What is needed:
Each entry must appear in the answer exactly as it does here.

---

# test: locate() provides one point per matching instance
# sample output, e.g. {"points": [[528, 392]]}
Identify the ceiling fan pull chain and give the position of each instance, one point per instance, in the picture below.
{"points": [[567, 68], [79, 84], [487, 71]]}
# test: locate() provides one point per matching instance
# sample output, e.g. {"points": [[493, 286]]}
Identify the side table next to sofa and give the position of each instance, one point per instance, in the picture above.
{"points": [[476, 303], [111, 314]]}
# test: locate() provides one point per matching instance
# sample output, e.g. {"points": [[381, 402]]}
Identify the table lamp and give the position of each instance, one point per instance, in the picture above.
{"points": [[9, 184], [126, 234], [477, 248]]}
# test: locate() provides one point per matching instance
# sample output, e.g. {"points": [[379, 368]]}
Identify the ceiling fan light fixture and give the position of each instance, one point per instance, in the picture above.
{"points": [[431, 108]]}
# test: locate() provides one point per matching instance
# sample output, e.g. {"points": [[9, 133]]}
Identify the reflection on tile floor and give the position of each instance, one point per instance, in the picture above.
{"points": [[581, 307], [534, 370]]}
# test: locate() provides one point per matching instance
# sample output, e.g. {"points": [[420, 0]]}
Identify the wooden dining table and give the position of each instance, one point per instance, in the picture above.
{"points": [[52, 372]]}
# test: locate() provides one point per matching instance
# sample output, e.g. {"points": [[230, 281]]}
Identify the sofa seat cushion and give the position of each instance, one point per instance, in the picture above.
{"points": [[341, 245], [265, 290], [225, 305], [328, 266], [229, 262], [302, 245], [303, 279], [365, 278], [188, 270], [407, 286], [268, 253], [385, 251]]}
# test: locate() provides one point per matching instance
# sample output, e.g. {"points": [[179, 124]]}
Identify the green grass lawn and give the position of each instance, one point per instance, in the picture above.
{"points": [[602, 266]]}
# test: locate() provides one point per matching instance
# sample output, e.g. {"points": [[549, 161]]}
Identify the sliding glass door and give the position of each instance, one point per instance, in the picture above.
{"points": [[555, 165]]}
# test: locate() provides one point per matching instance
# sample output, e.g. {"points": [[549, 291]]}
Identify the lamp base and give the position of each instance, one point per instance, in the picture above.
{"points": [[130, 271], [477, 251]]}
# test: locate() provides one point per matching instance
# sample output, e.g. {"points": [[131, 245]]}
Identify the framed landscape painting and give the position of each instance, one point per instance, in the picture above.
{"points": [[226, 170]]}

---

Completed exercise:
# test: locate() provides one point per matching instance
# sample output, e.g. {"points": [[528, 392]]}
Identify the ceiling fan pull chain and give the position of each instance, one point per instance, in the picture below.
{"points": [[567, 68], [79, 84], [487, 71]]}
# test: locate() provides one point per matching instance
# sample output, e.g. {"points": [[493, 286]]}
Identify the side table next to sofa and give the position of each instance, one point per instance, in the picture above.
{"points": [[476, 303], [111, 314]]}
# test: locate() provides one point per matching instance
# sample output, e.g. {"points": [[381, 402]]}
Identify the table lamp and give the position of each instance, one point per instance, in the picture above.
{"points": [[9, 184], [126, 234], [477, 248]]}
# test: locate() provides one point per matching instance
# sample output, e.g. {"points": [[379, 368]]}
Identify the ceiling fan light fixture and give the position of each instance, one point per instance, in the picture above.
{"points": [[431, 108]]}
# test: locate() provides one point per matching instance
# sample output, e.g. {"points": [[9, 133]]}
Identify the reflection on tile floor and give the position of each instance, one point per instance, in the picture above.
{"points": [[581, 307], [534, 370]]}
# test: locate() provides one point per matching instance
# sample output, e.g. {"points": [[420, 0]]}
Identify the wooden dining table and give the position of each instance, one point per instance, in the picture above.
{"points": [[52, 372]]}
# test: locate() provides one point per matching instance
# sample output, e.g. {"points": [[230, 281]]}
Identify the sofa seat cushion and give the position of each instance, one point per instance, in the picture above.
{"points": [[341, 245], [265, 290], [225, 305], [328, 266], [229, 262], [302, 245], [303, 279], [365, 278], [188, 270], [407, 286], [268, 253], [385, 251]]}
# test: locate() provides one point per matching instance
# sample output, e.g. {"points": [[179, 124]]}
Identify the green grass lawn and give the position of each instance, one point per instance, in the picture above.
{"points": [[602, 266]]}
# test: locate() provides one point per matching instance
# sample output, e.g. {"points": [[549, 161]]}
Identify the sliding glass door and give the position of each instance, one point per instance, in the picture above.
{"points": [[555, 165]]}
# test: locate() provides one point per matching instance
# sample output, e.g. {"points": [[549, 291]]}
Identify the lamp base and give the position of each instance, one point per instance, in the picture above.
{"points": [[130, 271], [477, 251]]}
# test: locate() provides one point per matching instance
# sample output, e.g. {"points": [[131, 245]]}
Identify the framed landscape painting and give the position of each instance, one point per instance, in the picture above.
{"points": [[226, 170]]}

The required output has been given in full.